Exercise directions:
For this exercise, transcribe every line of the material exactly and skip the pictures.

Material provided:

----

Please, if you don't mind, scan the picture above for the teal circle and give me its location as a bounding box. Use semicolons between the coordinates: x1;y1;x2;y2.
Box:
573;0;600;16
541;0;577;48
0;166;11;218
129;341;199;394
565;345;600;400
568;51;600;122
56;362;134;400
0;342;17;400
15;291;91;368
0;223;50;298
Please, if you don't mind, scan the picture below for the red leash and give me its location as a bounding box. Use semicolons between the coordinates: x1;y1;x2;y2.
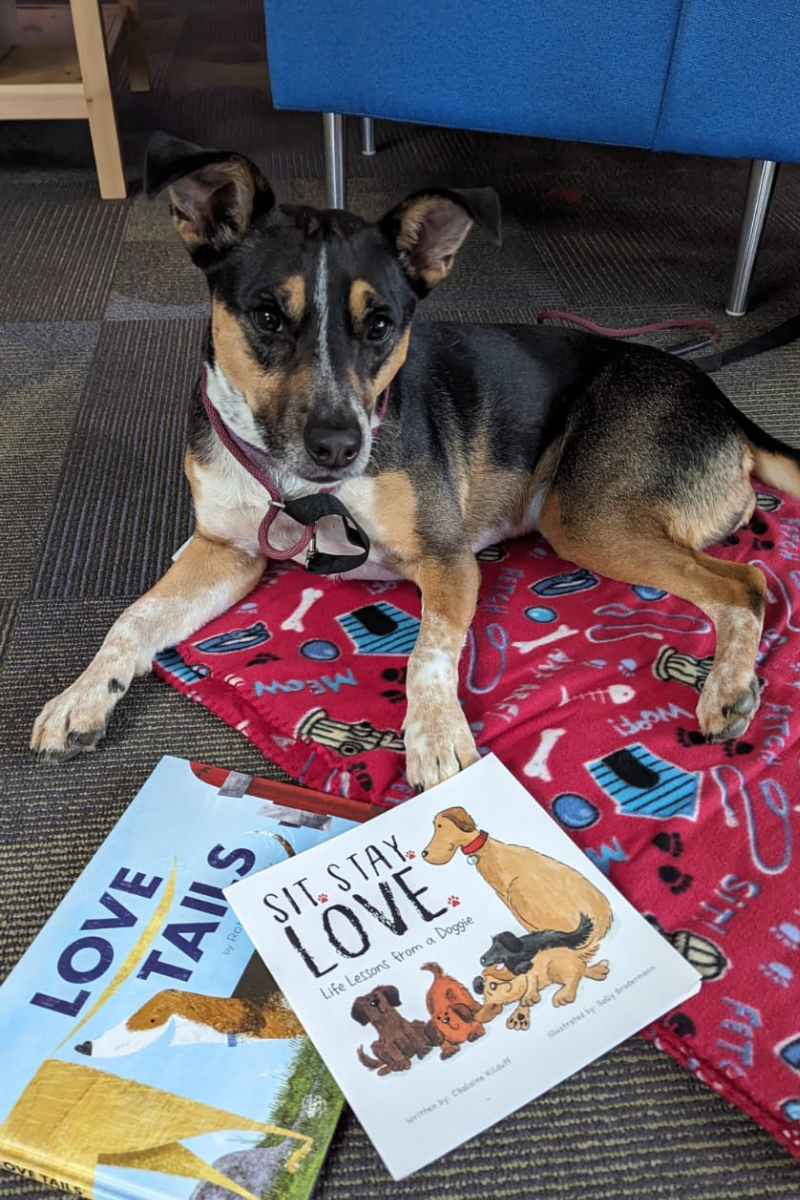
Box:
536;309;720;344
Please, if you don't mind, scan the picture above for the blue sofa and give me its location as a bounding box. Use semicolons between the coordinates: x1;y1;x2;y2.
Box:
262;0;800;315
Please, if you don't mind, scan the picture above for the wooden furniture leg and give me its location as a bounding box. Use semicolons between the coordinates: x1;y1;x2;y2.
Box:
70;0;126;198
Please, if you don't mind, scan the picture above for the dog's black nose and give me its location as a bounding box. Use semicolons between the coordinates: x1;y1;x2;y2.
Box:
304;424;362;470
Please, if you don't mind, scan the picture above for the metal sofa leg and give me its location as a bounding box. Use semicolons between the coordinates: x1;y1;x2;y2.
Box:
322;113;347;210
361;117;376;156
726;159;780;317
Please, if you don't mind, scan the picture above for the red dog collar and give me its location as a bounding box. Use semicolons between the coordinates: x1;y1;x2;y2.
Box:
460;830;488;855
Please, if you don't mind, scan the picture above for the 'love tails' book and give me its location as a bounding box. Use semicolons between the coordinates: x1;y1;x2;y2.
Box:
225;754;702;1179
0;757;372;1200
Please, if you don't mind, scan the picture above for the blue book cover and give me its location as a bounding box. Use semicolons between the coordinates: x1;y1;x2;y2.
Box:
0;757;369;1200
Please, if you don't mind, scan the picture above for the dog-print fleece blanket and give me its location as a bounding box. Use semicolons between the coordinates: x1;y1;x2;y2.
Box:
154;485;800;1159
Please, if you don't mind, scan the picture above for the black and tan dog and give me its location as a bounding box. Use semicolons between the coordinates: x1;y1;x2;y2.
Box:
32;132;800;789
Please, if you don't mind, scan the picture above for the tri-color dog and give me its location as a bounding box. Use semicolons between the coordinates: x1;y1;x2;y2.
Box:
32;132;800;789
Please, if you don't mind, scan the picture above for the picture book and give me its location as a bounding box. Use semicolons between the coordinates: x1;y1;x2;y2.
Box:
0;757;374;1200
226;753;703;1179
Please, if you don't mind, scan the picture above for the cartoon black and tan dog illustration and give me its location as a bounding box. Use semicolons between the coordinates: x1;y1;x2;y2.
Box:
474;952;611;1028
422;807;612;1002
351;984;437;1075
421;962;486;1058
480;914;594;976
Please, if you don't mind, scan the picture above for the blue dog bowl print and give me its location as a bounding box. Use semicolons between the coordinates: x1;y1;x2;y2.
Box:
552;793;600;829
300;639;340;662
524;605;557;623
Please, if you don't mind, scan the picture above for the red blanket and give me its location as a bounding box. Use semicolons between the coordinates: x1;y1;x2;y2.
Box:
155;486;800;1157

----

Reply to the exercise:
Please, if you don't mind, scan the picture above for the teal circle and give me its location as a bounding box. Use semicolons between the coordinates: x1;y1;x2;y2.
Box:
573;0;600;16
541;0;577;48
0;166;11;218
129;341;199;394
565;345;600;400
568;51;600;122
56;362;134;400
0;342;17;400
15;291;91;368
0;223;50;298
Please, if you don't mind, scan the picture below for the red leash and give me its location as a bounding box. Use semicolons between the coordinates: x1;y1;x2;y2.
Box:
536;309;720;344
Please, if you don't mind, scan the picture above for the blue sofa and give me its location as a bounding box. Use semicolons between the coordinates: x1;y1;x2;y2.
Box:
262;0;800;315
Please, if you don't mind, scan the picture above for the wooden furniture leg and give me its location as a bounding box. Use semicolons between the coordinates: x1;y1;x2;y2.
Box:
70;0;126;198
Please, if you don't mind, scan the picture above for the dog's black nose and give me its location as a bounding box. Use semicolons between the coordinates: x1;y1;x2;y2.
Box:
304;424;362;470
Please, if you don't mind, scan the picture above for the metal sofa leg and give me its location as a bounding box. Use semicolons between the coordinates: x1;y1;x2;y2.
Box:
322;113;347;210
361;117;376;156
726;159;780;317
Please, if you don't mind, scan the picture above for the red dog collar and give me its location as a bounding box. Use semicolons between the coordinates: x1;y1;x2;y2.
Box:
460;830;488;855
Please, if you don't mind, scan the picture above for the 'love tails' book and give me its location as a bounding box. Use semicolons between the coordinates: x1;y1;x2;y2.
Box:
225;754;702;1179
0;757;372;1200
Please, if you don't mind, scan the picture above for the blue book cover and give me its location as a bounding box. Use semicolons between the coordinates: x1;y1;x2;y2.
Box:
0;757;369;1200
Please, if you don't mind, scan the picture above for the dog-print fleece blanket and give me its location as a bounding box. Use semicolons between the coordinates: x1;y1;x2;y2.
Box:
154;485;800;1159
Please, if you don't mind, scan the picture above for the black and tan dog and give me its location as a bounding box. Use semicolons between the coordinates: x1;y1;x2;y2.
Box:
32;132;800;789
Please, if you don't mind, scan the picture above for the tri-color dog and give me its location as a bounding box. Use semicolons between the coordinates: x1;y1;x2;y2.
Box:
32;132;800;789
Please, if you don't mind, scan the picture above for the picture book and give me its location as a bounding box. Use semicolons between the coordinates: x1;y1;x2;y2.
Box:
0;757;374;1200
226;753;703;1179
Please, if you don't mind, scan the picture above for the cartoon black and tan dog illustration and give me its location as a bounding box. Use semicolons between the coordinates: x1;y1;x2;y2.
Box:
474;952;611;1028
422;807;612;1002
351;984;437;1075
421;962;486;1058
480;914;594;976
Please, if you don't mind, scan the picture above for the blue dog bowl print and give me its location as a bounding box. Use semicolons between the coordinates: x1;y1;x2;y2.
Box:
552;793;600;829
300;639;340;662
524;605;557;623
Please, if you don't mind, scan the picture above for the red blanket and give me its location as a bounding box. Use semicolons between the coordinates: x1;y1;x2;y2.
Box:
155;486;800;1157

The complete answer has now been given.